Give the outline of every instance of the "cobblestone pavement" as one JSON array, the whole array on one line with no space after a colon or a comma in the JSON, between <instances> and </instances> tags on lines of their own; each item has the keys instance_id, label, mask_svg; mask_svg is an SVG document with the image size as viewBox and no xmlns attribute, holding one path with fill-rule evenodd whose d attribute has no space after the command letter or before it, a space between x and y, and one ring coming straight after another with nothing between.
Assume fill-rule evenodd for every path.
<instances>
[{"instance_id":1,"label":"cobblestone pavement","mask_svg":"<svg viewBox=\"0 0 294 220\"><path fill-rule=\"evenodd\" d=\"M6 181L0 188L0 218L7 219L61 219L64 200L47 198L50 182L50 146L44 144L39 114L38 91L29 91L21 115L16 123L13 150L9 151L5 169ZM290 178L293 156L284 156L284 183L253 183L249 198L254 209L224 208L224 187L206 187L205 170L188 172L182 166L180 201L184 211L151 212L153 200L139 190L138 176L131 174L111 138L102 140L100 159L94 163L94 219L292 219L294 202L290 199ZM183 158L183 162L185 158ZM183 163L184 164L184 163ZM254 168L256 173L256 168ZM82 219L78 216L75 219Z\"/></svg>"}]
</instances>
* * * * *
> _What you need to do_
Rewrite each of the entries above with "every path" swapped for "each path", keeping every other character unchanged.

> _Output of the exercise_
Give the outline of every instance of the "cobblestone pavement" as one JSON array, the whole array on one line with no space after a colon or a comma in the JSON, between <instances> and </instances> tags on lines of their own; each item has the keys instance_id, label, mask_svg; mask_svg is an SVG document with the image size as viewBox and no xmlns attribute, holding one path with fill-rule evenodd whose d attribute has no space after the command letter or before it, a space between x and y, and one ring coming straight after another with nothing between.
Assume fill-rule evenodd for each path.
<instances>
[{"instance_id":1,"label":"cobblestone pavement","mask_svg":"<svg viewBox=\"0 0 294 220\"><path fill-rule=\"evenodd\" d=\"M6 181L0 188L0 218L7 219L61 219L64 200L47 198L50 182L50 146L44 144L39 114L38 91L29 91L21 115L16 123L13 150L9 151L5 169ZM290 178L293 156L284 156L284 183L253 183L249 198L254 209L224 208L224 187L206 187L205 170L188 172L182 166L180 201L184 211L151 212L153 200L139 190L138 176L131 174L111 138L102 140L100 159L94 163L94 219L292 219L294 202L290 199ZM183 158L183 162L185 158ZM183 163L184 164L184 163ZM254 168L256 173L256 168ZM82 219L78 216L75 219Z\"/></svg>"}]
</instances>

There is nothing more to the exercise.